West Bromwich Albion 1 - Leicester City 2

Date: Saturday 2nd December 2023 Live on Sky Sports
Competition: Sky Bet Championship
WBA:
6.0
(4-2-3-1) Palmer 5.9, Furlong 5.8, Ajayi 6.1, Kipré 6.9, Townsend 6.0, Yokuslu 6.5 (Chalobah, 86 5.5), Mowatt 6.4 (Molumby, 75 5.5), Diangana 5.9 (Maja, 75 6.3), Sarmiento 5.2 (Fellows, 75 6.7), Phillips 5.8 (Swift, 45 5.5), Thomas-Asante 6.0
Unused subs: Griffiths, Pieters, Ávila Gordón, Taylor
Manager: Carlos Corberán  5.5
Leicester:
6.4
Scorers: Maja (89)
Referee: Tim Robinson 4.1
Attendance: 24,382   Home Fans 6.9   Away Fans 5.9
Submit your ratings for this game by clicking here: Ratings submitted so far: 15

Brendan Clegg:

A tough one to take but plenty of positives there. Having worked so hard to get into a position to take a point whilst being inferior for spells, it’s understandable so many fans are disappointed but we went for it and probably 9 times out of 10 in this league there’s no way the opposition breaks and scores. I personally don’t mind a bit of Corberan misadventure as over 46 games I think we’ll gain more than we lose from it.

With injuries to Wallace and Bartley the starting 11 made sense.

Dataset entries:
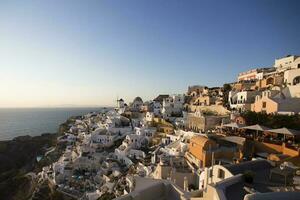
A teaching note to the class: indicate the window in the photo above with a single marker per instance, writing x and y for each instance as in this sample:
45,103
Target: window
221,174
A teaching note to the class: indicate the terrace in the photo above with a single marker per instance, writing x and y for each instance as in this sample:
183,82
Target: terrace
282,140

--

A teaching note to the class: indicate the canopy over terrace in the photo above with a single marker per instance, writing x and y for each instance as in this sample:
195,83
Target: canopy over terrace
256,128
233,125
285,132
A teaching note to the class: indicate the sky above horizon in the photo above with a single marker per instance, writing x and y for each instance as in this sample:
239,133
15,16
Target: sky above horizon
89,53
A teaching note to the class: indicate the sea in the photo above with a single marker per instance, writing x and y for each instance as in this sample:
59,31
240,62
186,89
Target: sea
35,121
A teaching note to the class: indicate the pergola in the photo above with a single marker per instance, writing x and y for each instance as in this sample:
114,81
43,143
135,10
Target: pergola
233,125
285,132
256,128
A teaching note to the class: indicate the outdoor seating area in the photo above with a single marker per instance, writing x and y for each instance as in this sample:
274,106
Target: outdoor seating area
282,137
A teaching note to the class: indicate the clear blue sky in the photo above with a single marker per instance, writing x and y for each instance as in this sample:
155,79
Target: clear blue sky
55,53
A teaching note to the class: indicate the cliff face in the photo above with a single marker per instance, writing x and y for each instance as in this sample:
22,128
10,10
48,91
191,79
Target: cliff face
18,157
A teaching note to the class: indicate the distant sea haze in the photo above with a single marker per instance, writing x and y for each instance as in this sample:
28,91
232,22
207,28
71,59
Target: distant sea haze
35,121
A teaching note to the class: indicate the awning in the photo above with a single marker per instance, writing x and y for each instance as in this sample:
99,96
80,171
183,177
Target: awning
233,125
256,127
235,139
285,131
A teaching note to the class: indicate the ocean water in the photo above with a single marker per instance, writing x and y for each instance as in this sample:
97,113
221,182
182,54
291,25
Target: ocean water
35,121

■ Stated exercise A:
Reproduce everything in the match report from "Date: Saturday 2nd December 2023 Live on" down to "Scorers: Maja (89)".
■ Stated exercise B:
Pick up the match report after its final sentence and carry it on.
The rows above were taken from a separate source.

■ Exercise result A:
Date: Saturday 2nd December 2023 Live on Sky Sports
Competition: Sky Bet Championship
WBA:
6.0
(4-2-3-1) Palmer 5.9, Furlong 5.8, Ajayi 6.1, Kipré 6.9, Townsend 6.0, Yokuslu 6.5 (Chalobah, 86 5.5), Mowatt 6.4 (Molumby, 75 5.5), Diangana 5.9 (Maja, 75 6.3), Sarmiento 5.2 (Fellows, 75 6.7), Phillips 5.8 (Swift, 45 5.5), Thomas-Asante 6.0
Unused subs: Griffiths, Pieters, Ávila Gordón, Taylor
Manager: Carlos Corberán  5.5
Leicester:
6.4
Scorers: Maja (89)

■ Exercise result B:
I’d sum up the first half as this; Leicester easily the best team we’ve played. I thought it was really telling that they have that Premiership athleticism. They were quicker and stronger than us in pretty much every position which is so rare. Even when we did manage to put passes together they were so strong.

They were also very similar in style to us which made for a cagey half. Their patterns similar to ours with better players, trying to suck us in and break, using their keeper as an extra player.

It’s too our credit that after 20 mins we grew into it, successfully nibbling enough in the press to win it high and cause problems better than we managed when trying to build.

In those moments we probably had better chances to score but we over played or waited too long. I felt we missed the pace and relentlessness of Wallace but we did hit the post and force saves. I also thought there was a clear foul on Grady either in the box or very close which wasn’t given.

At the other end Leicester never seemed always close to a threat and hit the post, and from one roll against Ajayi probably should’ve scored.

Still we were good for our point. If I had one criticism, it would be that when Phillips pulled up I’d really have gone for Fellows because in the absence of Wallace we just needed a rapid runner to get us up the pitch, rather than Swift’s slow, ponderous and sometimes languid stop-start approach.

Second half I thought we were competing well again without really having that pace to hurt them, but for their goal we had a few mini-lapses that were enough to concede. Tracking wide, both CBs going to the near post and Furking not able to block the header. It was a pretty good goal to be fair.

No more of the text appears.